Records:
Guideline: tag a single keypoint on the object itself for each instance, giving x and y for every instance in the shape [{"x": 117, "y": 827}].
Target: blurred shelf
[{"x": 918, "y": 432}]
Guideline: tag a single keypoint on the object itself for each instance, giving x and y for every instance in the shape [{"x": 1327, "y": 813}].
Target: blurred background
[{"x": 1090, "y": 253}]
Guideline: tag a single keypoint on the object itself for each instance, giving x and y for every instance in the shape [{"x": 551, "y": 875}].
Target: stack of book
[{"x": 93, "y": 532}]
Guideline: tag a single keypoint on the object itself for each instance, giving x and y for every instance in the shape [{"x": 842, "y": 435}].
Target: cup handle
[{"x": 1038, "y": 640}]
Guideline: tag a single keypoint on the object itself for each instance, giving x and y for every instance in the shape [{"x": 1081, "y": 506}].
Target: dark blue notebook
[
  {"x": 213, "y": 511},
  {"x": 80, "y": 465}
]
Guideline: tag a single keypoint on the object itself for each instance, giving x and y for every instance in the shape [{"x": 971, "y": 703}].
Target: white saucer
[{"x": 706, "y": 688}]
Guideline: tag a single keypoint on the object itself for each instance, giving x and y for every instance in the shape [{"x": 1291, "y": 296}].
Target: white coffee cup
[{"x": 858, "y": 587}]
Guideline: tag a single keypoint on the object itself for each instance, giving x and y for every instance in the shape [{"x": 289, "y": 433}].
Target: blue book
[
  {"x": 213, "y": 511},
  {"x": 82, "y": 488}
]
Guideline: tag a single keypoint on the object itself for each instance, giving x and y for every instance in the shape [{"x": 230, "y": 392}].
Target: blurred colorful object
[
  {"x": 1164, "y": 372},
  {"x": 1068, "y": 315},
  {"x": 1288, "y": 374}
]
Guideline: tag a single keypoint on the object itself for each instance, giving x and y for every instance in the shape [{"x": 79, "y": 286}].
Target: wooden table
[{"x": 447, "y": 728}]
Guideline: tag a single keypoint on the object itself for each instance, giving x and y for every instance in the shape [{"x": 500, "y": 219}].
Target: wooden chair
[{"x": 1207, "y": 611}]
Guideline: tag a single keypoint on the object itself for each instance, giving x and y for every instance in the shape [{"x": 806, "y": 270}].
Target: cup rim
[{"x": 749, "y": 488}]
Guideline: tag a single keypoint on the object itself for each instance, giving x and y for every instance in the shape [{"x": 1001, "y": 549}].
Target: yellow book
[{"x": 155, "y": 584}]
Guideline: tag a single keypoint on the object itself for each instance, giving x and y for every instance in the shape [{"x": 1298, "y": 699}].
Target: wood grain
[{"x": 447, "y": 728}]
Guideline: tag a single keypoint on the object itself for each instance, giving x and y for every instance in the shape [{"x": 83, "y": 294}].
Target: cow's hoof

*Written problem*
All of the data shown above must be copied exactly.

*Task answer*
Guideline: tag a single keypoint on the object itself for each instance, giving x and y for every instance in the shape [{"x": 117, "y": 827}].
Target: blurred shelf
[{"x": 918, "y": 432}]
Guideline: tag a single keypoint on the object itself for each instance, giving x and y for every instance in the shape [{"x": 1327, "y": 813}].
Target: blurred background
[{"x": 1090, "y": 253}]
Guideline: tag a single keypoint on the object itself for each instance, giving x and y for every instance in the shape [{"x": 551, "y": 875}].
Target: stack of book
[{"x": 93, "y": 532}]
Guideline: tag a single keypoint on the object itself for each instance, giving x and y for every instance in the shape [{"x": 842, "y": 435}].
Target: cup handle
[{"x": 1038, "y": 640}]
Guideline: tag a single keypoint on the object itself for each instance, giving x and y for every instance in the shape [{"x": 1081, "y": 506}].
Target: dark blue notebook
[
  {"x": 213, "y": 511},
  {"x": 80, "y": 465}
]
Guideline: tag a single keypoint on the object itself for each instance, giving x and y for every instance in the shape [{"x": 971, "y": 703}].
Target: white saucer
[{"x": 706, "y": 688}]
Guideline: tag a single keypoint on the object itself for each instance, giving x and y for every instance in the shape [{"x": 1291, "y": 296}].
Target: white coffee cup
[{"x": 858, "y": 587}]
Guideline: tag a single keypoint on the object itself for each instance, giving x and y for every instance in the shape [{"x": 289, "y": 433}].
Target: blue book
[
  {"x": 213, "y": 511},
  {"x": 82, "y": 488}
]
Guideline: tag a single keypoint on the object itself for each instance, giving x and y for every instance in the shape [{"x": 230, "y": 392}].
Target: blurred colorful object
[
  {"x": 1164, "y": 372},
  {"x": 1068, "y": 315},
  {"x": 1288, "y": 374}
]
Guideline: tag a single keypoint on the object itself for each instance, giving x and y for every instance in the shape [{"x": 79, "y": 286}].
Target: wooden table
[{"x": 447, "y": 728}]
Guideline: tag a single keypoint on the object itself for each instance, giving x and y for every instance in the shape [{"x": 500, "y": 219}].
Target: wooden chair
[{"x": 1207, "y": 611}]
Guideline: tag a single keypoint on the object itself for each instance, giving x and y for every instance in the shape [{"x": 806, "y": 270}].
Target: cup rim
[{"x": 749, "y": 488}]
Guideline: tag a single keypoint on the object itself for each instance, giving x and y for every instance in the shape [{"x": 1001, "y": 549}].
Target: yellow book
[{"x": 155, "y": 584}]
Guideline: tag a single keypoint on the object itself for each instance, giving x and y for every instance in the shape [{"x": 1298, "y": 699}].
Target: wood grain
[{"x": 447, "y": 728}]
Guideline: tag a single keypoint on the object itself for each instance, giving x and y for every instance in the shape [{"x": 83, "y": 294}].
Target: cow's hoof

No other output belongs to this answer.